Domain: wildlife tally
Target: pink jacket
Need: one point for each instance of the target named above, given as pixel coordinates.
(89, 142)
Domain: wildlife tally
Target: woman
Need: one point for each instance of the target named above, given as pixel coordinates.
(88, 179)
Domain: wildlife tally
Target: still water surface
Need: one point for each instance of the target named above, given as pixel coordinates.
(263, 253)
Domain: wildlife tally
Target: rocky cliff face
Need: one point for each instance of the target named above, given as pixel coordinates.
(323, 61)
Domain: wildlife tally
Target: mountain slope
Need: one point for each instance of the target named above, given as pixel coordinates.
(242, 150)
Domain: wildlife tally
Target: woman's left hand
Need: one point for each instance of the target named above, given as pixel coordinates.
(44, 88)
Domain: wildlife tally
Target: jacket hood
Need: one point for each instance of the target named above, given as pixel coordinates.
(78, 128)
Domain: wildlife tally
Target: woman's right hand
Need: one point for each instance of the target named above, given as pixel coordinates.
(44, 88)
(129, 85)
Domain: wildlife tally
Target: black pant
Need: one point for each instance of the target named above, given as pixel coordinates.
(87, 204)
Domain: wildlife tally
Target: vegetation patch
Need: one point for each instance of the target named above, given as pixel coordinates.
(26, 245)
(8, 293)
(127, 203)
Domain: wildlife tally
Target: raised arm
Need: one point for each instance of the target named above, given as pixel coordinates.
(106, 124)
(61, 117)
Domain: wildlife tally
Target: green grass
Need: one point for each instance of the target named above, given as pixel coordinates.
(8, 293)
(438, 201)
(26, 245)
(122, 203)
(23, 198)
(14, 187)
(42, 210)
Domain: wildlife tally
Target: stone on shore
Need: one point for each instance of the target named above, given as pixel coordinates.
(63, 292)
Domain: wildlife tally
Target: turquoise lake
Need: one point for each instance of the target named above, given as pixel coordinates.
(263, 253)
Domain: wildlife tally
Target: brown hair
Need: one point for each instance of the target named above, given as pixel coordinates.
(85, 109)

■ **ACTION ITEM**: Give the listing again in full, and make every line match exactly.

■ **TASK RESPONSE**:
Domain: wildlife tally
Target: pink jacket
Need: one point for each instance of the target named above, given as pixel coordinates.
(89, 142)
Domain: wildlife tally
Target: woman
Need: one point for each instance of the target named above, given as pixel coordinates.
(88, 179)
Domain: wildlife tally
Target: still water surface
Need: one point for each instance of the target named above, given as pixel coordinates.
(263, 253)
Domain: wildlife tally
Target: rocky cliff face
Need: one point for each instance of the target named above, given as pixel coordinates.
(323, 61)
Domain: wildlife tally
Target: mountain slope
Need: one point for each instance of the target named above, given as pixel coordinates.
(242, 150)
Domain: wildlife tally
Target: woman's left hand
Need: one point for each instance of the target named above, given as pixel coordinates.
(44, 88)
Domain: wildlife tally
Target: jacket hood
Need: one point for each instance of the target named above, given as pixel coordinates.
(78, 128)
Domain: wildlife tally
Target: woman's right hand
Need: one point for each instance of the target named above, given as pixel coordinates.
(44, 88)
(129, 85)
Domain: wildlife tally
Target: black pant
Need: one point for each instance of the target named above, given as pixel coordinates.
(87, 204)
Domain: wildlife tally
Target: vegetation patch
Need: one point for each instance of the target named above, given as pixel coordinates.
(26, 245)
(8, 293)
(127, 203)
Domain: wildlife tally
Target: raised arm
Need: one point for each instance of the target named above, given as pixel coordinates.
(106, 124)
(61, 117)
Domain: wildlife tally
Target: green grass
Need: one point for each instance of the target named above, given as pixel coordinates.
(8, 293)
(438, 201)
(26, 245)
(122, 203)
(23, 198)
(14, 187)
(42, 210)
Domain: wildlife tally
Target: stone on shore
Need: one point for each instance of the target named above, given as pixel coordinates.
(63, 292)
Domain: wildlife tally
Target: turquoise lake
Need: one point for each instance of the target named above, given as pixel coordinates.
(263, 253)
Domain: wildlife tally
Target: brown hair
Need: one point for each instance of the target named above, given as pixel coordinates.
(85, 109)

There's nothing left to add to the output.